Return only the line that contains "glowing sun in the photo above." and each line after it, through the last line of the data below, copied exactly.

_Extracted data entries_:
──────

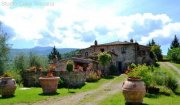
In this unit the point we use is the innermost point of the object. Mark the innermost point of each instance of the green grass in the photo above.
(170, 70)
(35, 94)
(118, 99)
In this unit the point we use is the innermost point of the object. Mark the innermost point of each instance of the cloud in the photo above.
(78, 23)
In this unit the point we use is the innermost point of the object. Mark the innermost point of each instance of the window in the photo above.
(86, 54)
(102, 49)
(123, 50)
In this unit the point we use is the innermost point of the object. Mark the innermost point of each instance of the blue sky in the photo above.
(77, 23)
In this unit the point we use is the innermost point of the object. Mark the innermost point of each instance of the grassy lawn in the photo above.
(118, 99)
(35, 94)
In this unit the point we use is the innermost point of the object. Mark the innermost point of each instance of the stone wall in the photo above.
(72, 79)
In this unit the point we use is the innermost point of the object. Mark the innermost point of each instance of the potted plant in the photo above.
(49, 83)
(134, 87)
(7, 85)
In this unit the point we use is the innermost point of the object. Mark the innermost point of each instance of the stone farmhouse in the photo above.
(123, 53)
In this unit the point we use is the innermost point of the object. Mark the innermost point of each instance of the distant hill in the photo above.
(41, 51)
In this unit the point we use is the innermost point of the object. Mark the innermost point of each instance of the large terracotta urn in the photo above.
(49, 84)
(7, 86)
(133, 91)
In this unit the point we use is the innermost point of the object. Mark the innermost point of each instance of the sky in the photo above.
(78, 23)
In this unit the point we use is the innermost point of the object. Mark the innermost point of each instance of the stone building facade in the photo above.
(123, 53)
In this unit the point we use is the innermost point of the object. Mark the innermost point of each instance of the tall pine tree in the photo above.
(175, 43)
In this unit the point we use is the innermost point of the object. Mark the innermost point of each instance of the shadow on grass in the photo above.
(127, 103)
(177, 93)
(6, 97)
(49, 94)
(72, 92)
(151, 95)
(108, 77)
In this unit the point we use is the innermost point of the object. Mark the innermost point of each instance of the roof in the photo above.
(80, 60)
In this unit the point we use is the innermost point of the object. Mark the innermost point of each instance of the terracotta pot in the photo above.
(134, 90)
(7, 86)
(49, 84)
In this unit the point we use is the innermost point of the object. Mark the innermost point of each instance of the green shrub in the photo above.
(143, 72)
(92, 76)
(159, 78)
(171, 83)
(113, 70)
(69, 65)
(7, 74)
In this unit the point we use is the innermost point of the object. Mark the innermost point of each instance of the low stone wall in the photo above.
(31, 78)
(71, 79)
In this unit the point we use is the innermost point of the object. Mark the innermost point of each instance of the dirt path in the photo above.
(91, 97)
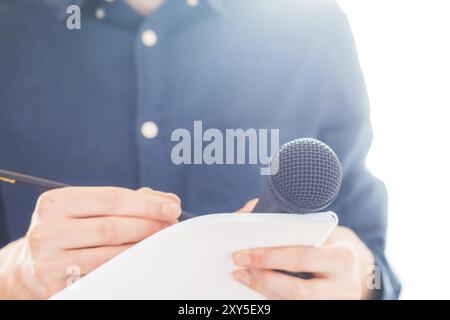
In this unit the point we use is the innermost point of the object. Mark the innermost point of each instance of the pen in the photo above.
(14, 177)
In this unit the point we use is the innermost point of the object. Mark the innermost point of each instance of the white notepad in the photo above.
(192, 259)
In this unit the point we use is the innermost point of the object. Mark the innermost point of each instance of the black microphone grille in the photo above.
(306, 176)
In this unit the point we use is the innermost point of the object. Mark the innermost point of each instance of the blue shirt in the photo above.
(72, 102)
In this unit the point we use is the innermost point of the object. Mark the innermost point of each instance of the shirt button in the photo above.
(100, 13)
(149, 130)
(149, 38)
(192, 3)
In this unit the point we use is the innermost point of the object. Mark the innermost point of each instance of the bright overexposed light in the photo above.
(404, 49)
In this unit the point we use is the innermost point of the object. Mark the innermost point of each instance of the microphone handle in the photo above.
(267, 204)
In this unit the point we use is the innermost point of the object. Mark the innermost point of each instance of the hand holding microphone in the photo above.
(306, 178)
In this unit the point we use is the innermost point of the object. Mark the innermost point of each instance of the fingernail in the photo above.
(172, 210)
(243, 276)
(242, 259)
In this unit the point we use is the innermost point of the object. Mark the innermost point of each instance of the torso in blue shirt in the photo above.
(72, 102)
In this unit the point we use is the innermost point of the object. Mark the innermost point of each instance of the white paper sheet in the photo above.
(192, 259)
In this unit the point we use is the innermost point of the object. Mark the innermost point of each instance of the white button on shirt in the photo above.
(149, 130)
(149, 38)
(192, 3)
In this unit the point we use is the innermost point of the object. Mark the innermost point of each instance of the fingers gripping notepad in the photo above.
(192, 259)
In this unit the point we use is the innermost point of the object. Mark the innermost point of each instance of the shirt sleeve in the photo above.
(362, 201)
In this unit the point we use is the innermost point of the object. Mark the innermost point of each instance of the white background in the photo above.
(404, 49)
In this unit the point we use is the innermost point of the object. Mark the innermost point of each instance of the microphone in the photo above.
(305, 176)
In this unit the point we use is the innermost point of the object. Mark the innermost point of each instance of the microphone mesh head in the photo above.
(306, 176)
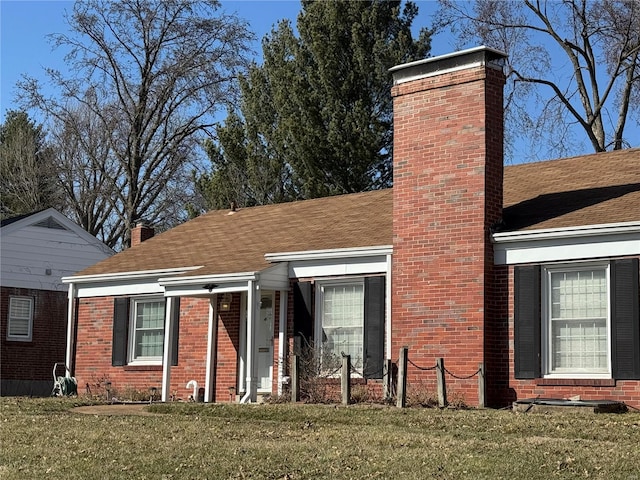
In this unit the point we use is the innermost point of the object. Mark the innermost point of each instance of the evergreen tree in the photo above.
(26, 175)
(316, 116)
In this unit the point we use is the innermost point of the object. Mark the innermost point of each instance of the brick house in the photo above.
(530, 269)
(37, 250)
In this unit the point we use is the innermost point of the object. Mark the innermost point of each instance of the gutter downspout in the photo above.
(212, 350)
(168, 342)
(282, 331)
(70, 330)
(387, 307)
(251, 380)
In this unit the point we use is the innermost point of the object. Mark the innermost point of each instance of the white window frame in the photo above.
(149, 360)
(547, 360)
(20, 338)
(320, 286)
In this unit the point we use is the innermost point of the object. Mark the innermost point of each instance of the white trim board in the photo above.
(574, 243)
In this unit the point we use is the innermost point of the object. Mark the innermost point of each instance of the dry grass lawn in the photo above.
(43, 438)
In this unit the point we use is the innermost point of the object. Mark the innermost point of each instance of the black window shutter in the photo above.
(374, 303)
(176, 330)
(625, 324)
(302, 324)
(527, 321)
(120, 324)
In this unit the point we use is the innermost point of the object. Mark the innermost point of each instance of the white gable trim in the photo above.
(122, 283)
(62, 220)
(336, 262)
(573, 243)
(329, 253)
(206, 285)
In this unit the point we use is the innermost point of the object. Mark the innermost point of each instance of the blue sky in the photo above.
(25, 24)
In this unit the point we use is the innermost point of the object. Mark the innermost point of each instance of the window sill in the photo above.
(576, 382)
(143, 368)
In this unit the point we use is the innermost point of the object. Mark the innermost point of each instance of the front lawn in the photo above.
(42, 438)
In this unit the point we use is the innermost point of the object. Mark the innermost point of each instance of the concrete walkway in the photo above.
(115, 409)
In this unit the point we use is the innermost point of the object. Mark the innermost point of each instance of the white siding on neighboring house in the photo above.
(37, 251)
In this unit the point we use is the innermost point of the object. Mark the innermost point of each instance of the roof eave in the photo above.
(329, 253)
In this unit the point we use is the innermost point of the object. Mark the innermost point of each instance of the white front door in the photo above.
(264, 342)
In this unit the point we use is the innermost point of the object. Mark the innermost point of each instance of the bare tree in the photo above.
(596, 41)
(147, 79)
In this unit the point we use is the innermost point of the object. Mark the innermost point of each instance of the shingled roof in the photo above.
(586, 190)
(223, 242)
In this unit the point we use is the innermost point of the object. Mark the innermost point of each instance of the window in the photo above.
(147, 330)
(20, 322)
(577, 326)
(341, 323)
(577, 321)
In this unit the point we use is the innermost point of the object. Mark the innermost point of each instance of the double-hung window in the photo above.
(341, 323)
(577, 333)
(20, 321)
(577, 320)
(147, 330)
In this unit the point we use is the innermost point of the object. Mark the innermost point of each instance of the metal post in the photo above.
(401, 401)
(442, 388)
(481, 386)
(295, 378)
(346, 379)
(388, 380)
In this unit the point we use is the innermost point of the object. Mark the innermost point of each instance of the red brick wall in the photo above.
(447, 193)
(34, 360)
(94, 338)
(93, 351)
(228, 349)
(627, 391)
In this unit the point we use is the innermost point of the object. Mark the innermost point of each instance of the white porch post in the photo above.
(70, 331)
(251, 383)
(282, 337)
(212, 350)
(168, 342)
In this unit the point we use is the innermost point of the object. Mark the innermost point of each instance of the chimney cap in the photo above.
(428, 67)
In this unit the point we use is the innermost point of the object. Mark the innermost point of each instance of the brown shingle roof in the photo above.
(224, 242)
(586, 190)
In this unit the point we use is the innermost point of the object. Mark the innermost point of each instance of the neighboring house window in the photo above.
(341, 323)
(577, 326)
(147, 330)
(577, 321)
(20, 322)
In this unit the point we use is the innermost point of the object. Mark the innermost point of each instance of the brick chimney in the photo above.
(141, 232)
(447, 193)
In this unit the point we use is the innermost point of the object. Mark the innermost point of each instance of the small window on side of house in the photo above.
(20, 321)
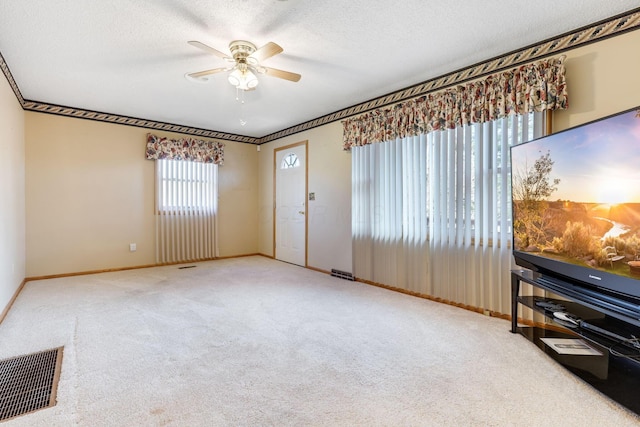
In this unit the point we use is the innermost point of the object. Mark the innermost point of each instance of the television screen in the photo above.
(576, 204)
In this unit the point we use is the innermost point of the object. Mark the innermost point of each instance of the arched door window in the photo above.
(290, 161)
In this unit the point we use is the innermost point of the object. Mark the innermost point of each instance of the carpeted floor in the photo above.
(256, 342)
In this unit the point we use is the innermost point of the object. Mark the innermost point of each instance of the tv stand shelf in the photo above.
(615, 372)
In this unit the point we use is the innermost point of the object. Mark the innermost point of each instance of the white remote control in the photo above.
(567, 317)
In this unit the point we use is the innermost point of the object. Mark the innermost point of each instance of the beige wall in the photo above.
(90, 192)
(602, 79)
(12, 204)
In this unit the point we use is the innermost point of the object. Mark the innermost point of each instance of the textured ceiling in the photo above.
(129, 58)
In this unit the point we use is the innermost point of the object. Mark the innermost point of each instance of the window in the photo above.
(186, 208)
(186, 185)
(290, 161)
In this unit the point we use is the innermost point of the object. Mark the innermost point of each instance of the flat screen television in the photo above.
(576, 209)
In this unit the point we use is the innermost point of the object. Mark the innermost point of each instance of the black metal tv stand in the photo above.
(615, 371)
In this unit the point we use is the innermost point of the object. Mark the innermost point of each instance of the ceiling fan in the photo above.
(246, 59)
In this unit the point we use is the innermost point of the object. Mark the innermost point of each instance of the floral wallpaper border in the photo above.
(611, 27)
(188, 149)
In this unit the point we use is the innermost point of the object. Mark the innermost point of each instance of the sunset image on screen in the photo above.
(577, 195)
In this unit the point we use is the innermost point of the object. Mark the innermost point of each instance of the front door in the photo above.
(290, 203)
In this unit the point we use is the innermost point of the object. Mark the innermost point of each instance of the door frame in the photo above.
(306, 195)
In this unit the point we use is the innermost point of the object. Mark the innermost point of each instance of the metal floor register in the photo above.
(29, 383)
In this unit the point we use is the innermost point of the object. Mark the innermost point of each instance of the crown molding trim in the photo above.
(12, 83)
(586, 35)
(132, 121)
(611, 27)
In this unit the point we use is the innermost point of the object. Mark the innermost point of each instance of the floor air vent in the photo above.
(29, 383)
(342, 274)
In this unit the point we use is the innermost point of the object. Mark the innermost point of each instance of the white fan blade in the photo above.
(206, 72)
(287, 75)
(266, 51)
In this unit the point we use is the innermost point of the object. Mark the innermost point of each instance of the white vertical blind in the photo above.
(432, 213)
(186, 211)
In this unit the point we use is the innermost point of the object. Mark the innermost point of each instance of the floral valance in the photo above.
(184, 149)
(537, 86)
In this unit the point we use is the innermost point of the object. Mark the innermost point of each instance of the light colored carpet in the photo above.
(256, 342)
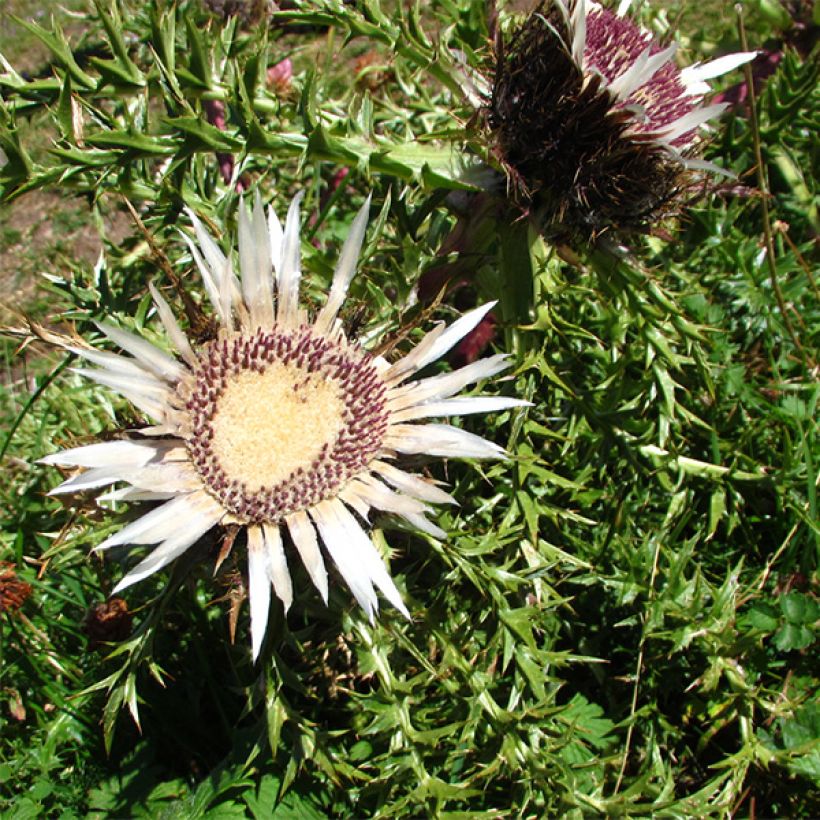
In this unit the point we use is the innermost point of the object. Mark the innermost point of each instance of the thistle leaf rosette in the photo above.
(280, 424)
(594, 123)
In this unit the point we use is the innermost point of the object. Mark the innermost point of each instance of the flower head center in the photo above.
(282, 419)
(268, 425)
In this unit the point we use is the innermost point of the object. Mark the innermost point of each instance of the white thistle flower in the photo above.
(280, 424)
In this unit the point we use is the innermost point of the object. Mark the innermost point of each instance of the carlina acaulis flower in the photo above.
(595, 125)
(280, 424)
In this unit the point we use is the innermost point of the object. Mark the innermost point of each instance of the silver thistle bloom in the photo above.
(280, 424)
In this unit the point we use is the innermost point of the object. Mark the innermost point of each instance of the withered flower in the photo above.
(595, 125)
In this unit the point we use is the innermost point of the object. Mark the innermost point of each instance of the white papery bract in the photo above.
(280, 424)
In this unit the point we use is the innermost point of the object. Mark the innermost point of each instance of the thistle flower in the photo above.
(280, 424)
(593, 121)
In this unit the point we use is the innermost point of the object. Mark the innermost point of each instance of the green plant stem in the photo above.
(764, 191)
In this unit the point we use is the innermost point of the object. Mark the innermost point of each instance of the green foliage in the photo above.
(622, 619)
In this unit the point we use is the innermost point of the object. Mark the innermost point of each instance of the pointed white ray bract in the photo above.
(178, 339)
(111, 454)
(259, 587)
(411, 484)
(346, 558)
(307, 545)
(438, 342)
(446, 384)
(146, 353)
(345, 269)
(255, 264)
(278, 565)
(289, 276)
(167, 520)
(355, 555)
(440, 440)
(462, 406)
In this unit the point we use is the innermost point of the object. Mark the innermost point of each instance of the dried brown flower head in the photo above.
(594, 123)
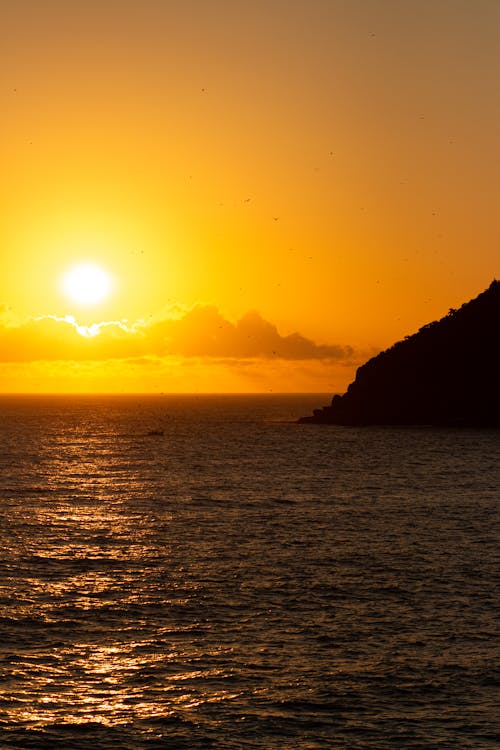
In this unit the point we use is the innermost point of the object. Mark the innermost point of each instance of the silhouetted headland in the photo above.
(448, 373)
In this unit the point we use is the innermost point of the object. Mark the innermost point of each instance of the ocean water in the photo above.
(241, 581)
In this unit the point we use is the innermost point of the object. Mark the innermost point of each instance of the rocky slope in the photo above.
(446, 374)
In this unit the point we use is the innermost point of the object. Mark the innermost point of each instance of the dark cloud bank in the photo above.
(200, 332)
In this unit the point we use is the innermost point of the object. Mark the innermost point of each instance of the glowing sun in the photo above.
(87, 284)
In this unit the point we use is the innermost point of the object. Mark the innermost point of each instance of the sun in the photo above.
(87, 284)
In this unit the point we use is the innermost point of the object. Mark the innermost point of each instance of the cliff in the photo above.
(448, 373)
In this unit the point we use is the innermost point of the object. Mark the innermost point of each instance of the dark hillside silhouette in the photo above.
(446, 374)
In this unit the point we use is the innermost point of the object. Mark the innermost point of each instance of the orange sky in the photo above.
(331, 166)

──────

_Correct output_:
In this unit the point we use is the innermost point of the object. Mark the innermost point of each instance of the glowing sun in the photo above.
(87, 284)
In this unit the point we use is the innermost point of the object. Mark the innermost point of each instance of the sun in the photo above.
(87, 284)
In this unit the point we use is the innermost point of the object. Mark the innermost point of each instance of the cliff in the photo above.
(448, 373)
In this unit the point we use is the innermost point of the object. Mark the innermost point of each instance of the dark hillside silhouette in the photo above.
(446, 374)
In this unit the point we use is the innermost point of the object. Mark the innermost point of each instance of the orange sky in the photo above.
(331, 166)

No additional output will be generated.